[Exercise data]
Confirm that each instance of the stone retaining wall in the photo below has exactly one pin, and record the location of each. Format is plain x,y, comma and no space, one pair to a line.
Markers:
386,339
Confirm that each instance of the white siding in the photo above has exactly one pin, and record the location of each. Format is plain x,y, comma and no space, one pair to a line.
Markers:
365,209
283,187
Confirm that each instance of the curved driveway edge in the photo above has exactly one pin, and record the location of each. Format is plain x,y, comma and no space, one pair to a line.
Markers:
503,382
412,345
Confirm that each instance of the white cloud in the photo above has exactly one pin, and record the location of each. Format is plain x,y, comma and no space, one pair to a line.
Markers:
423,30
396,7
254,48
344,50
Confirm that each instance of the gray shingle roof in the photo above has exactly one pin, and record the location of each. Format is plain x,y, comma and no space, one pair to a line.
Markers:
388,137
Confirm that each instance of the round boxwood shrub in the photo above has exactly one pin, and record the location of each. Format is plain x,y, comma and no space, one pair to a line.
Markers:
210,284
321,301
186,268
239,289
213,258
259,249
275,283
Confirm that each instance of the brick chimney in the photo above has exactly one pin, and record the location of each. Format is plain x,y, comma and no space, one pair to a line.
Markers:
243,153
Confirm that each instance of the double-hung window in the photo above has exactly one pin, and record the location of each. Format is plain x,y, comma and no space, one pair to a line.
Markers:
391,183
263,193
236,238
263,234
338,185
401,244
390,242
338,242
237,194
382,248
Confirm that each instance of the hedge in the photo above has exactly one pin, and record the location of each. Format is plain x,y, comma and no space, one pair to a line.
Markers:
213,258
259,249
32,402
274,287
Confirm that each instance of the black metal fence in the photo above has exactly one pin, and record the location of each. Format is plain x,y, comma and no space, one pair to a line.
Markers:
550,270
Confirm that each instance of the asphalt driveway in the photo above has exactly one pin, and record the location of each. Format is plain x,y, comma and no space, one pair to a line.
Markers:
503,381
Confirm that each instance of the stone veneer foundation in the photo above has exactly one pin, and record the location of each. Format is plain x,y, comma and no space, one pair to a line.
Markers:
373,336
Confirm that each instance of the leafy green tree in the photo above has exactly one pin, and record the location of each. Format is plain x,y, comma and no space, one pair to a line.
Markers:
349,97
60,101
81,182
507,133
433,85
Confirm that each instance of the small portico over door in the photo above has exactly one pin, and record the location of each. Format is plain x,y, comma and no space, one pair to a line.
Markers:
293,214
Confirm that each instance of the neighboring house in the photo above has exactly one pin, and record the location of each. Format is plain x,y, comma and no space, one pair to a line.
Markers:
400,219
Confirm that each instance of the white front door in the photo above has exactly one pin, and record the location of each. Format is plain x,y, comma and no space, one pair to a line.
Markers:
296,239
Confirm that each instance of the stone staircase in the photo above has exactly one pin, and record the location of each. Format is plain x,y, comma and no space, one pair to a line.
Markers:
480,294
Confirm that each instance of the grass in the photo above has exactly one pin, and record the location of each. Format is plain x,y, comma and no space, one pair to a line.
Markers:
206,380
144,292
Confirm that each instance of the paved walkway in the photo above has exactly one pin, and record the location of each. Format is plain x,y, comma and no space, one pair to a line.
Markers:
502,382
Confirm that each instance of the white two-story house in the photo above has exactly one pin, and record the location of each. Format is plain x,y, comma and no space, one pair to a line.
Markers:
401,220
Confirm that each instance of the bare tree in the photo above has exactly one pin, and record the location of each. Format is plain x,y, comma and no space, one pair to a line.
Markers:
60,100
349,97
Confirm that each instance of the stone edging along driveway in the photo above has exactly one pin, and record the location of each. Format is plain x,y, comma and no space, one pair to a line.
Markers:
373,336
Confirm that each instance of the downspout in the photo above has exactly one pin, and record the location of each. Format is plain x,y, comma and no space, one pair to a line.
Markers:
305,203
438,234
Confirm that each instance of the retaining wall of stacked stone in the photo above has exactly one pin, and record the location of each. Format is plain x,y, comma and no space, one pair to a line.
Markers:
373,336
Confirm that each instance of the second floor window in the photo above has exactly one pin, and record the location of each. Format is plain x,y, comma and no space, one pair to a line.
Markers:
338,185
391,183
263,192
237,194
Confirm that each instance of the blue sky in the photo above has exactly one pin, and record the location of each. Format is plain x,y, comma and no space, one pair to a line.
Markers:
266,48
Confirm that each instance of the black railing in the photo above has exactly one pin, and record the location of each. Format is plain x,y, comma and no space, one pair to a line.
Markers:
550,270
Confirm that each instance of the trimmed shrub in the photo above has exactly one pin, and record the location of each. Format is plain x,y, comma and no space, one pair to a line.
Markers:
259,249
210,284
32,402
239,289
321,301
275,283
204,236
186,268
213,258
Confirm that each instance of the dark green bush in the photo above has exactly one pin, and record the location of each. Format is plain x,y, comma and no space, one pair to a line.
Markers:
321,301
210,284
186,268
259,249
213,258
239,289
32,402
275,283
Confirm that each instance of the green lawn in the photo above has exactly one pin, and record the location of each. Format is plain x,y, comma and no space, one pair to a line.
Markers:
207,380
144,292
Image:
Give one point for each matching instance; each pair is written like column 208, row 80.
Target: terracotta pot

[Direction] Rewrite all of the material above, putting "Pins" wherever "Markers" appears and leaving every other character as it is.

[Completed task]
Confirm that each instance of the stone retaining wall in the photo below has exactly one pin, and record the location of each. Format is plain x,y, comma and no space, one pair to a line.
Pins:
386,339
Confirm that each instance of the white siding in the photo above has exactly one pin, and record the location of each. Format is plain x,y, comma and no space, one pair to a line.
Pins:
365,209
283,187
Confirm that each instance of the curved driveway edge in the photo above has exactly one pin, and record the location of each. Format is plain x,y, comma and no space, one pair to a line.
Pins:
503,382
412,345
Confirm that each instance of the white cloud in the photo above has exactly one pin, and record the location of each. Format is plain x,y, comma and no space, one pair to a line.
Pins:
423,30
396,7
254,48
344,50
Confirm that each instance of the gray shingle roof in the photo above has exactly one pin, and record the location of each. Format is plain x,y, comma and no space, one pair to a line.
Pins:
388,137
Confirm that each instance of the round boxwood shrub in the photo above has exactly one pin, and record the location of each. Format is plain x,y, comma and no space, one pair to a line.
Pins:
210,284
321,301
186,268
239,289
213,258
259,249
275,283
Confirm that each instance of the brick chimney in the photo above has exactly one pin, and record the location of each. Format is plain x,y, comma and no space, one pair to a line.
Pins:
243,153
Confirm that each instance of the double-hung window in the photo above has exactly one pin, and record the location of each. Format is plain x,y, comma and no space, one pair to a line.
Pins:
391,183
263,193
236,238
263,234
338,185
401,244
390,242
338,242
237,194
382,248
Confirm that each instance of the hedge in the photo above has exactly one pin, and record the location of each. Format is plain x,y, comma and no space, one pair to a line.
Pins:
213,258
259,249
32,402
274,287
Confirm that each instance of the black metal fence in the photo above has exactly one pin, and record the location of each. Format is plain x,y, comma and no space, one pair to a line.
Pins:
550,270
Confirm that each instance of the asphalt driveway in the photo above has exactly one pin, and record the location of each. Format is plain x,y, comma and no space, one pair to a line.
Pins:
503,381
Confirm that each instance of the stone veneer foundation in the photo above has exactly one pin, and record the location of each. Format is plain x,y, comma and no space, one pair to a line.
Pins:
373,336
Confirm that each instance of the leafy green tree in the photo above has exactly one pin, and record the location of each. Format is plain x,y, comma and no space, one pair to a line.
Pins:
349,97
60,101
81,182
507,133
433,85
Confirm that each instance of the small portico over door in the photo above has exactly one pin, and record the location of each. Format is plain x,y, comma and no space, one pair to a line.
Pins:
293,214
Confirm that each instance of the neighboring house in the photo above has exactly one pin, and record the location of each. Format is plain x,y, comma and no space, one pair to a line.
Pins:
400,219
Confirm that each instance of the white front door in the photo above has exactly one pin, and record the location of each. Format is plain x,y, comma and no space, one pair to a line.
Pins:
296,239
Confirm that each instance of the stone staircase in the photo above has exactly one pin, and record the location of each. Format is plain x,y, comma and no space, one pair to a line.
Pins:
480,294
Confirm that each instance of the grass in the photo above has exactly one pin, and record the location of each. Format is plain x,y, comma and no space, one pair to a line.
Pins:
206,380
144,292
Confirm that each instance of the paved walkway in the photo above has exactly one pin, and record the location of each. Format is plain x,y, comma and no space, one pair to a line.
Pins:
502,382
Confirm that each instance of the white two-story house in the photo above has exactly one pin, and record the location of each. Format is plain x,y, comma and no space, one pair to a line.
Pins:
401,220
Confirm that each instance of the bare tree in the photo above has exactly one pin, and record the location of each. Format is plain x,y, comma and no space, one pair to a line.
Pins:
60,100
349,97
Confirm that each instance of the stone edging along driveway in the photo above has exactly one pin, and record the location of each. Format is plain x,y, comma and no space, one pair to a line.
Pins:
373,336
Confirm that each instance of the downspout in the photo above has exactly one pin, and record the location of each. Format is plain x,y, comma and no space, one pair to a line.
Pins:
305,203
438,234
Confirm that each instance of the retaining wall of stacked stone in the photo above has exactly one pin, and record the location of each. Format is plain x,y, comma and no space, one pair to a line.
Pins:
373,336
Confirm that each instance of the second floor window in the photo above has exactly one pin, and record the location of each. Format is plain x,y, comma and no space, one pair to a line.
Pins:
338,185
391,183
263,192
237,194
Confirm that each instance of the blue sky in the photo above has exactly one pin, and record the location of each. Format is plain x,y, comma and no space, one pair to a line.
Pins:
266,48
Confirm that each instance of the black railing in the photo above has exactly one pin, and record the location of each. Format is plain x,y, comma and no space, one pair to a line.
Pins:
550,270
Confirm that each instance of the trimmed shrub in the photo above has exactly one pin, and record the location of each. Format is plain x,y, comma and no space, one pair to a line.
Pins:
259,249
210,284
32,402
239,289
321,301
275,283
204,236
186,268
213,258
Confirm that each instance of the dark green bush in the photo above has exactly one pin, and record the location of each. Format is plain x,y, comma and no space, one pair to a line.
Pins:
321,301
210,284
186,268
259,249
213,258
239,289
32,402
275,283
Confirm that each instance of the green lawn in the photo above has exactly one pin, and record the location of each. Format is plain x,y, comma and no space, one pair to a line.
Pins:
207,380
144,292
Image:
Give one point for each matching instance; each pair is written like column 208, row 80.
Target: terracotta pot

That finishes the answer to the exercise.